Exercise directions:
Make an exact copy of all the records, one that contains none of the pictures.

Extracted data:
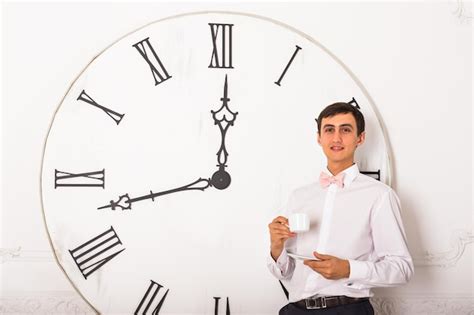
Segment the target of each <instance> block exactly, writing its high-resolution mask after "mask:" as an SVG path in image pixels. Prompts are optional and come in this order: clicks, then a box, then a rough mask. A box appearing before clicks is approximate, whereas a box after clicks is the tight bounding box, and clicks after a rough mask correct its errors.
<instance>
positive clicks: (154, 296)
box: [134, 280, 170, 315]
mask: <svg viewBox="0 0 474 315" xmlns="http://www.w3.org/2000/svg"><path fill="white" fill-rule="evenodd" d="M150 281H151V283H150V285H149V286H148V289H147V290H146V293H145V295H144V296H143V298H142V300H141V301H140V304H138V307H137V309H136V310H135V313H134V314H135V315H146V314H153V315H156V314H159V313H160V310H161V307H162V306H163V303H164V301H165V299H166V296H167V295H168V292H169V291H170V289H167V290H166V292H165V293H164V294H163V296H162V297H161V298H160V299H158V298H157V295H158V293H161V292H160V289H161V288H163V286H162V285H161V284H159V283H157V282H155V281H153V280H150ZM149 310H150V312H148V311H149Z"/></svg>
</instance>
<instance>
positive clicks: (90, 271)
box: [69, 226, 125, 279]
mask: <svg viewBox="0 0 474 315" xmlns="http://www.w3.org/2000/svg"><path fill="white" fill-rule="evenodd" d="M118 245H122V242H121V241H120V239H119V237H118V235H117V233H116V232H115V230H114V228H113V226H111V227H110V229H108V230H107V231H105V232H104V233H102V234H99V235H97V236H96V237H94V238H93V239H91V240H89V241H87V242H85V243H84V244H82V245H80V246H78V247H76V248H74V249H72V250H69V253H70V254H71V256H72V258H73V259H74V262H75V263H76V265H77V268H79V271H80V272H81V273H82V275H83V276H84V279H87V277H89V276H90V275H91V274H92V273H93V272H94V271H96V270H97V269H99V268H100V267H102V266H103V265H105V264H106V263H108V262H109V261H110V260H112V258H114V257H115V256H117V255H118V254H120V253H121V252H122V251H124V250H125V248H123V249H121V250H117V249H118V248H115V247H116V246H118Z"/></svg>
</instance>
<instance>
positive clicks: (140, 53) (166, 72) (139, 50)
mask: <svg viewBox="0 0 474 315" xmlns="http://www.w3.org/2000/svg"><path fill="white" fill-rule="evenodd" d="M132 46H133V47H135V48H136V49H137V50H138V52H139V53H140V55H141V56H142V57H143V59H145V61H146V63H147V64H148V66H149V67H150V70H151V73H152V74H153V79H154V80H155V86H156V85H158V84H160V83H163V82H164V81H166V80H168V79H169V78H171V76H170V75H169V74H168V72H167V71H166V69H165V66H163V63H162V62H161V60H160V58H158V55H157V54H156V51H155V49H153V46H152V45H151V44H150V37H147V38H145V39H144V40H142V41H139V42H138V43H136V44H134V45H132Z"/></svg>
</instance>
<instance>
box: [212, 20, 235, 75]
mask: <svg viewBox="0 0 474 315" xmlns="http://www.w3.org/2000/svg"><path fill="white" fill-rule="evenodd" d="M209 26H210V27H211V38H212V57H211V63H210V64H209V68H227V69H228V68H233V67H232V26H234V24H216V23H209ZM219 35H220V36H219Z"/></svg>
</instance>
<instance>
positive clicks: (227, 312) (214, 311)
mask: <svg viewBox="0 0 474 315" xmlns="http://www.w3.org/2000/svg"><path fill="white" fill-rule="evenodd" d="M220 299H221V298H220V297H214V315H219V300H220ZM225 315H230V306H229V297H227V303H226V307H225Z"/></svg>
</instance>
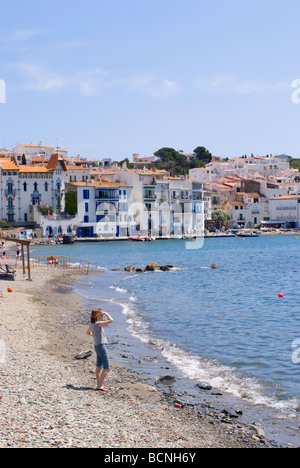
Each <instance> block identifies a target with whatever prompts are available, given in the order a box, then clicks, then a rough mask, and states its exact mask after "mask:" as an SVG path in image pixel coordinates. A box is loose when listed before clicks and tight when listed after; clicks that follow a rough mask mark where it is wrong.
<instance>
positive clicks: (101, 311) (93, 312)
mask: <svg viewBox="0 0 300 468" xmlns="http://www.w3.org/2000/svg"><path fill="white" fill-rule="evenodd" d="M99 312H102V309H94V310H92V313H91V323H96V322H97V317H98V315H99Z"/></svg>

Exercise result:
Segment the target of each <instance> block exactly, writing its high-resolution mask after "mask:" as an SVG path in image pixels. Prompts are optional and come in this order: clicks, then a box, then a rough mask. A box appearing before clicks is approximate, whereas a box after clicks is the tight bounding box, and clicks after a rough mask correct its errors.
<instance>
positive clicks: (154, 296)
box: [134, 280, 170, 315]
mask: <svg viewBox="0 0 474 315" xmlns="http://www.w3.org/2000/svg"><path fill="white" fill-rule="evenodd" d="M150 281H151V283H150V285H149V286H148V289H147V290H146V293H145V295H144V296H143V298H142V300H141V301H140V304H138V307H137V309H136V310H135V313H134V314H135V315H146V314H153V315H156V314H159V313H160V310H161V307H162V306H163V303H164V301H165V299H166V296H167V295H168V292H169V291H170V289H167V290H166V292H165V293H164V294H163V296H162V297H161V298H160V299H158V298H157V295H158V293H161V292H160V289H161V288H163V286H162V285H161V284H159V283H157V282H155V281H153V280H150ZM149 310H150V312H148V311H149Z"/></svg>
</instance>
<instance>
positive clicks: (90, 271)
box: [69, 226, 125, 279]
mask: <svg viewBox="0 0 474 315" xmlns="http://www.w3.org/2000/svg"><path fill="white" fill-rule="evenodd" d="M118 245H122V242H121V241H120V239H119V237H118V235H117V233H116V232H115V230H114V228H113V226H111V227H110V229H108V230H107V231H105V232H104V233H102V234H99V235H97V236H96V237H94V238H93V239H91V240H89V241H87V242H85V243H84V244H82V245H80V246H78V247H76V248H74V249H72V250H69V253H70V254H71V256H72V258H73V259H74V262H75V263H76V265H77V268H79V271H80V272H81V273H82V275H83V276H84V279H87V277H89V276H90V275H91V274H92V273H93V272H94V271H96V270H97V269H99V268H100V267H102V266H103V265H105V264H106V263H108V262H109V261H110V260H112V258H114V257H115V256H117V255H118V254H120V253H121V252H122V251H124V250H125V248H123V249H121V250H117V249H118V248H115V247H116V246H118Z"/></svg>
</instance>
<instance>
positive clicks: (140, 53) (166, 72) (139, 50)
mask: <svg viewBox="0 0 474 315" xmlns="http://www.w3.org/2000/svg"><path fill="white" fill-rule="evenodd" d="M132 46H133V47H135V48H136V49H137V50H138V52H139V53H140V55H141V56H142V57H143V59H145V61H146V63H147V64H148V66H149V67H150V70H151V73H152V74H153V79H154V80H155V86H156V85H158V84H160V83H163V82H164V81H166V80H168V79H169V78H171V76H170V75H169V74H168V72H167V71H166V69H165V66H163V63H162V62H161V60H160V58H158V55H157V54H156V51H155V49H153V46H152V45H151V44H150V37H147V38H145V39H144V40H142V41H139V42H138V43H136V44H134V45H132Z"/></svg>
</instance>
<instance>
box: [212, 20, 235, 75]
mask: <svg viewBox="0 0 474 315" xmlns="http://www.w3.org/2000/svg"><path fill="white" fill-rule="evenodd" d="M209 26H210V27H211V38H212V57H211V63H210V64H209V68H227V69H228V68H233V67H232V26H234V24H216V23H209ZM219 35H220V36H219Z"/></svg>
</instance>
<instance>
positive clicks: (227, 312) (214, 311)
mask: <svg viewBox="0 0 474 315" xmlns="http://www.w3.org/2000/svg"><path fill="white" fill-rule="evenodd" d="M220 299H221V298H220V297H214V315H219V300H220ZM225 315H230V306H229V297H227V303H226V307H225Z"/></svg>
</instance>
Each <instance> block identifies a target with whatever prompts are available, given in the order a box, then clicks, then a rough mask, and states its exact mask after "mask:" as an SVG path in image pixel coordinates. A box is loose when listed before clicks and tight when listed after; clicks that follow a rough mask mark where it is wrong.
<instance>
positive clicks: (101, 311) (93, 312)
mask: <svg viewBox="0 0 300 468" xmlns="http://www.w3.org/2000/svg"><path fill="white" fill-rule="evenodd" d="M99 312H102V309H94V310H92V313H91V323H96V322H97V317H98V315H99Z"/></svg>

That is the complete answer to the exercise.